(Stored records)
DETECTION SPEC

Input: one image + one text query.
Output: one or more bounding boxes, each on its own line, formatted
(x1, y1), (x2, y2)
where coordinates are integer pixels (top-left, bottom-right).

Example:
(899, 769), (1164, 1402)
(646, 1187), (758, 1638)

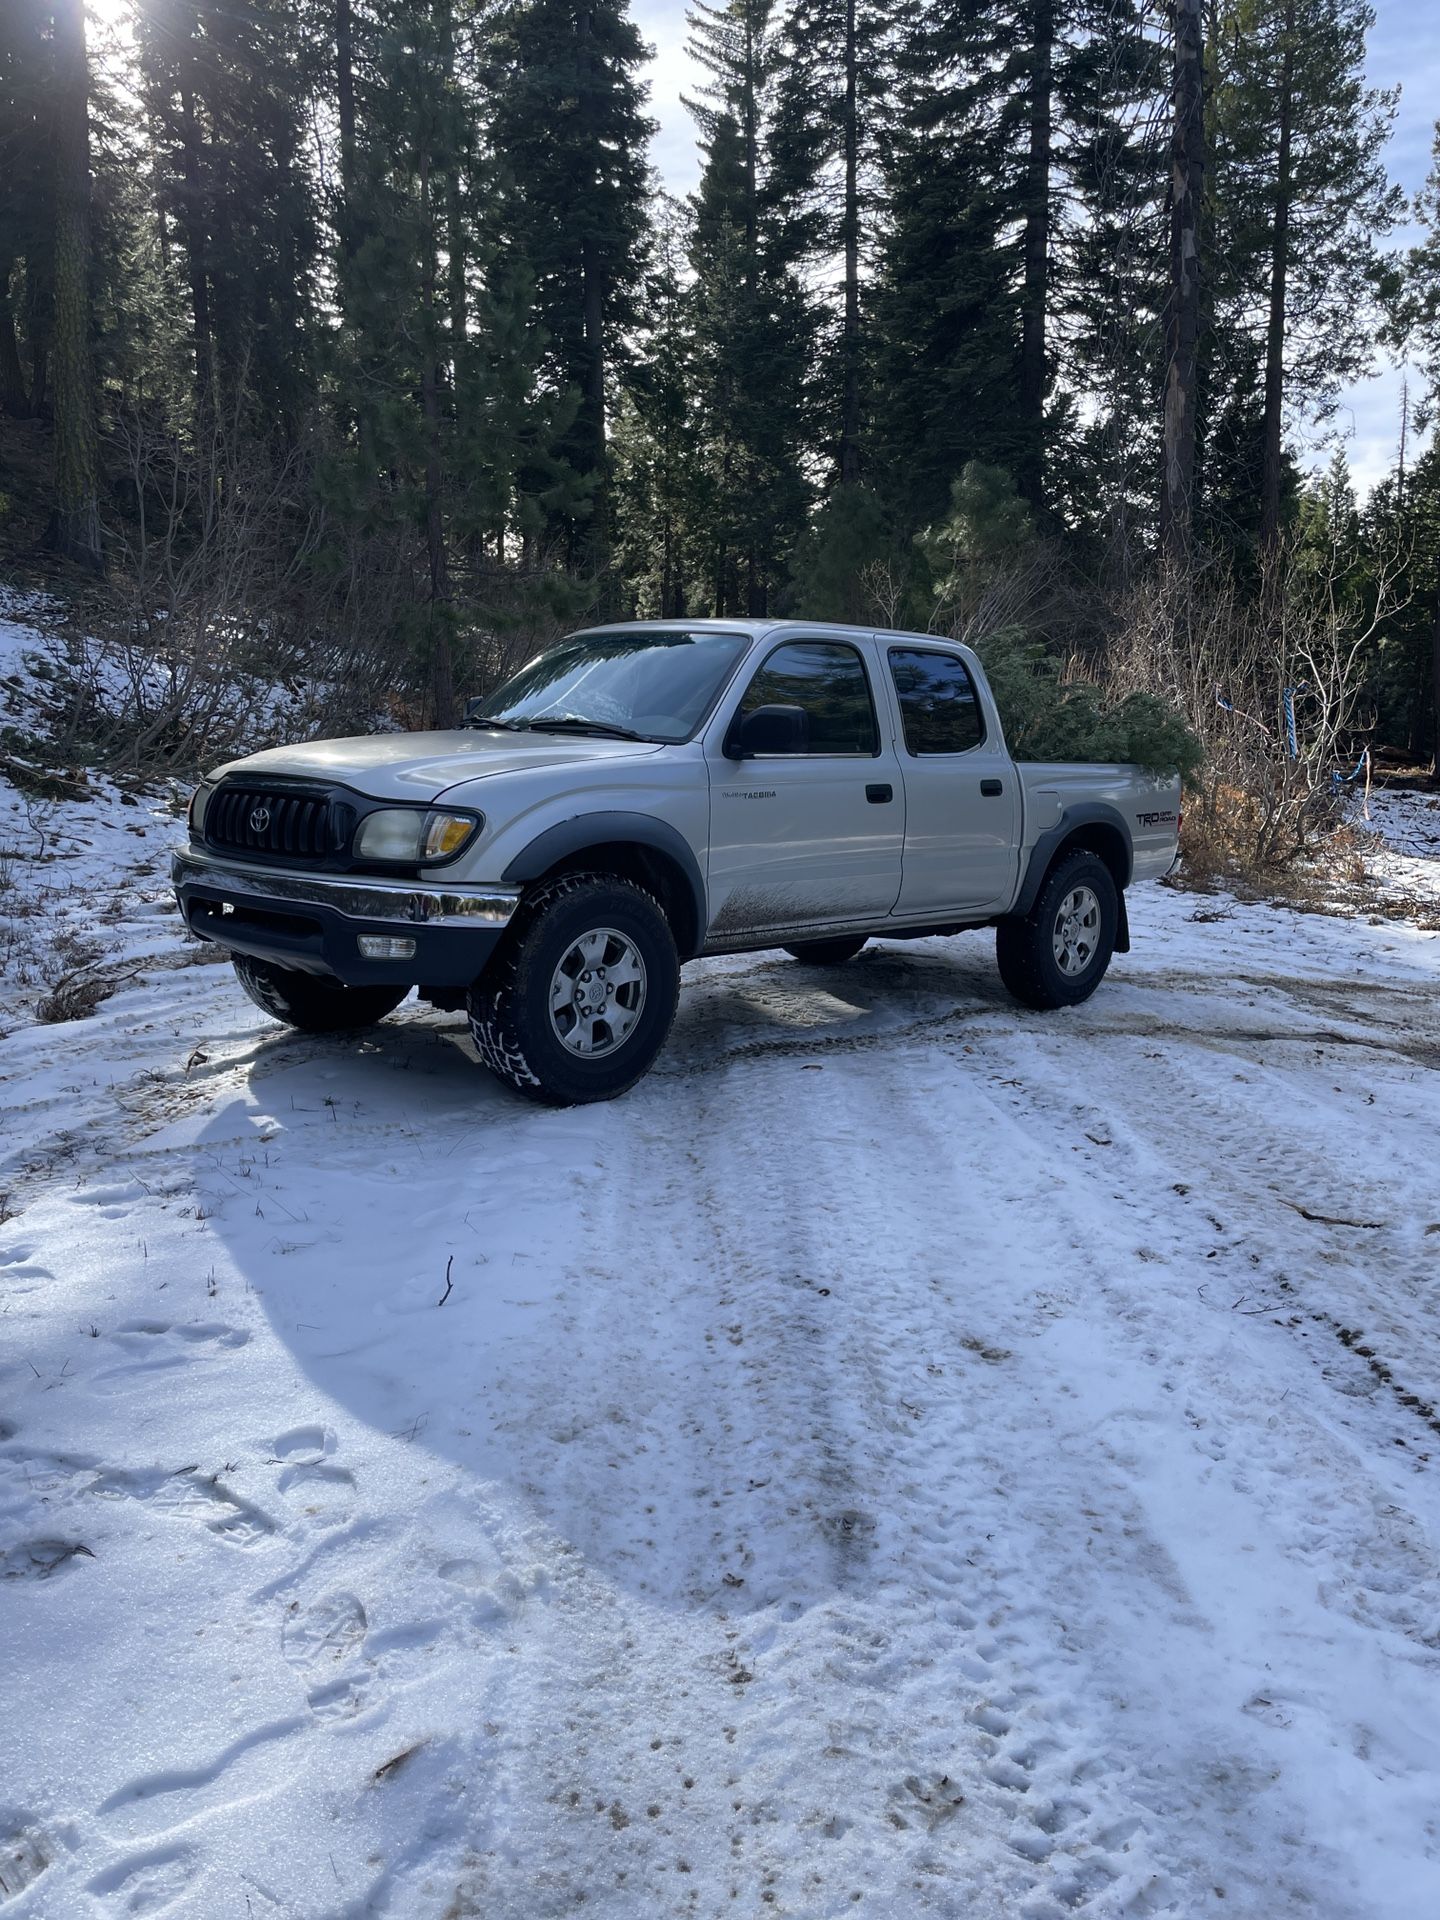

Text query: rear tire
(783, 935), (868, 965)
(995, 851), (1118, 1010)
(468, 872), (680, 1105)
(232, 955), (409, 1032)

TASK DESCRIPTION >>
From the line containing "where coordinates are" to the last line of the entries, output every line exactly as written, but leave out the pictures.

RESPONSE FOR THIS EXERCISE >>
where coordinates are integer pixels (top-left, bottom-right).

Example:
(899, 769), (1164, 1402)
(646, 1187), (758, 1638)


Text query: rear tire
(783, 935), (868, 965)
(995, 851), (1118, 1010)
(468, 872), (680, 1105)
(232, 955), (409, 1032)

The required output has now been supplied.